__Exercise details__
Reproduce this listing in full.

__Records for this task__
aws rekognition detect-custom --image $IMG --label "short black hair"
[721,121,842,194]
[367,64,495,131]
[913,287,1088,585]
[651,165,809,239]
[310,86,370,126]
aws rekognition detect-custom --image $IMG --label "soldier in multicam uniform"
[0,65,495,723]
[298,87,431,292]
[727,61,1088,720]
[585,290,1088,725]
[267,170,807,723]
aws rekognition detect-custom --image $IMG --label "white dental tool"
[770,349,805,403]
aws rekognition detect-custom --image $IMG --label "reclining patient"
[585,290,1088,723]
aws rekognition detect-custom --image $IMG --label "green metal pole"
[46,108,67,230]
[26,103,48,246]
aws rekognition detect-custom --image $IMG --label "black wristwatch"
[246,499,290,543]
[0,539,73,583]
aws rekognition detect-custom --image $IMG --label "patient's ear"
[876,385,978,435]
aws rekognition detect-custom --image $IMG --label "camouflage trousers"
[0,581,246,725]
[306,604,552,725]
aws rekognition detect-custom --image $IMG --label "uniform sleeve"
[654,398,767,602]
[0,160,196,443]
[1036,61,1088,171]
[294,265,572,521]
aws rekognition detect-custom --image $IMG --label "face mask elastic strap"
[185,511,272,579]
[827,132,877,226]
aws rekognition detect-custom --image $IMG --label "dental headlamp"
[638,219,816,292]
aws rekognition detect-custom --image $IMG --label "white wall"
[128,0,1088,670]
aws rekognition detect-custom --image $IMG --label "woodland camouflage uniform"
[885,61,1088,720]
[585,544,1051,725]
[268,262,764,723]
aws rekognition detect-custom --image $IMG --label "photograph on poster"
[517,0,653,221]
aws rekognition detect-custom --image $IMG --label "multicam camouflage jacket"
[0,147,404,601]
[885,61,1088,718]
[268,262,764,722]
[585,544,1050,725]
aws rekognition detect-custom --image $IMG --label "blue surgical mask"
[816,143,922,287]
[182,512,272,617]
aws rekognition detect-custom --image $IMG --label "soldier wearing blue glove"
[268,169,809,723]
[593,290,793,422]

__Task solution__
aws rekognition detect-custom --image $IMG --label "short black hair"
[721,121,842,194]
[367,64,495,131]
[913,287,1088,585]
[651,165,809,239]
[310,86,370,126]
aws rekognition detect-custom --image $IMG --label "soldier in multicam uniform"
[0,65,495,723]
[298,87,431,292]
[727,61,1088,720]
[585,290,1088,725]
[267,170,807,723]
aws rekognition detect-custom --image $IMG --label "white dental tool"
[770,349,805,403]
aws rekognition detect-custom --image $IMG --label "reclining patient"
[585,290,1088,723]
aws rekognition detect-custom --image $IMG --label "green metal pole"
[46,108,67,230]
[26,103,48,246]
aws rekognition detect-custom --image $IMG --label "black wristwatch"
[246,499,290,543]
[0,539,73,583]
aws rekognition detect-custom --image $IMG --label "patient's ear"
[876,385,978,435]
aws rekognition detect-custom --image $IMG --label "camouflage trousers"
[0,581,246,725]
[306,604,552,725]
aws rekognition detect-custom --image $IMG --label "uniform sleeve"
[654,398,767,602]
[0,160,196,443]
[1036,61,1088,171]
[294,265,572,521]
aws rekognition detect-custom --image $IMG --label "face mask elastic strap"
[185,511,272,579]
[827,132,877,226]
aws rekognition detect-custom --image $IMG --label "dental headlamp"
[638,219,816,292]
aws rekognition detect-custom --image $IMG --label "white wall"
[128,0,1088,670]
aws rekognition detect-custom --image $IMG --label "woodland camouflage uniform"
[885,61,1088,720]
[585,544,1051,725]
[268,262,764,723]
aws rekognition detect-custom --image $IMG --label "photograph on poster"
[517,0,653,221]
aws rekognition detect-custom --image $IMG --label "multicam camouflage jacket"
[0,147,404,601]
[885,61,1088,718]
[268,262,764,722]
[585,544,1050,725]
aws rekognition detect-custom --image $IMG --label "blue surgical mask"
[816,143,922,287]
[182,512,272,617]
aws rekognition detect-custom --image $IMG --label "soldier wearing blue glove"
[268,169,809,723]
[593,290,793,422]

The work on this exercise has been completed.